Every line from the one with "Please indicate the fountain" through the final line of the entries below should be returned exactly; leave out all other lines.

(Region pointing data)
------------------------------------

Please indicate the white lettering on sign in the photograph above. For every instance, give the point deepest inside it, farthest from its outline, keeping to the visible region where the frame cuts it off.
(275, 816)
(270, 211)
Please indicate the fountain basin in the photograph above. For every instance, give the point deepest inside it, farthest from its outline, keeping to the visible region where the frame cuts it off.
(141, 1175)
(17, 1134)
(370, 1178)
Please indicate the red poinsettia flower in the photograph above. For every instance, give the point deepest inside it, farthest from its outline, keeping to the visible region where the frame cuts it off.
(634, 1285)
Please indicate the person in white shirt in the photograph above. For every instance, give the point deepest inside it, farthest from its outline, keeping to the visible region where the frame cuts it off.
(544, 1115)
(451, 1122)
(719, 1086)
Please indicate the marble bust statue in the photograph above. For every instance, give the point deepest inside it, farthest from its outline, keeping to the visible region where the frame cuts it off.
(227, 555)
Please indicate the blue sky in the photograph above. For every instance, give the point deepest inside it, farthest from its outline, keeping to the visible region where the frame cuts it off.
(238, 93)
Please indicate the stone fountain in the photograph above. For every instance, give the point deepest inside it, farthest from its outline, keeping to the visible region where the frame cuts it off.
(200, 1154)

------------------------------------

→ Completed task
Please indicate the fountain basin in the photograph above. For every instance, give the point deepest inside it, farthest from its outline, keeping to the visible region where the frame cuts it off.
(141, 1175)
(17, 1134)
(370, 1178)
Please indicate the red poinsettia flower in the photograph above. For every instance, give the point deepest inside it, farthest from its outline, keeping to the visible region where the frame cuts it off.
(634, 1285)
Please indicate the person in white shirt in the photograph above. For every instance, give the point deepest inside it, farthest from its outline, keeping to the visible region where the frame cuts it off.
(544, 1115)
(451, 1122)
(719, 1086)
Please indicate the marble bust statue in the photograph above. For every instance, give the point deepest inside it, farthest from its outline, keeping to the visible region where the frame cuts it off.
(227, 555)
Please indicate the blue sky in the photograph above. For every instance, give the point deepest inside it, farthest from its outline, keeping to the visible region where the frame cuts it off.
(238, 93)
Please indicate the stone fountain in the photograph above. For every instance, give the point deepest inside it, farthest from its outline, keeping to the visible region where the frame cuts it off.
(200, 1154)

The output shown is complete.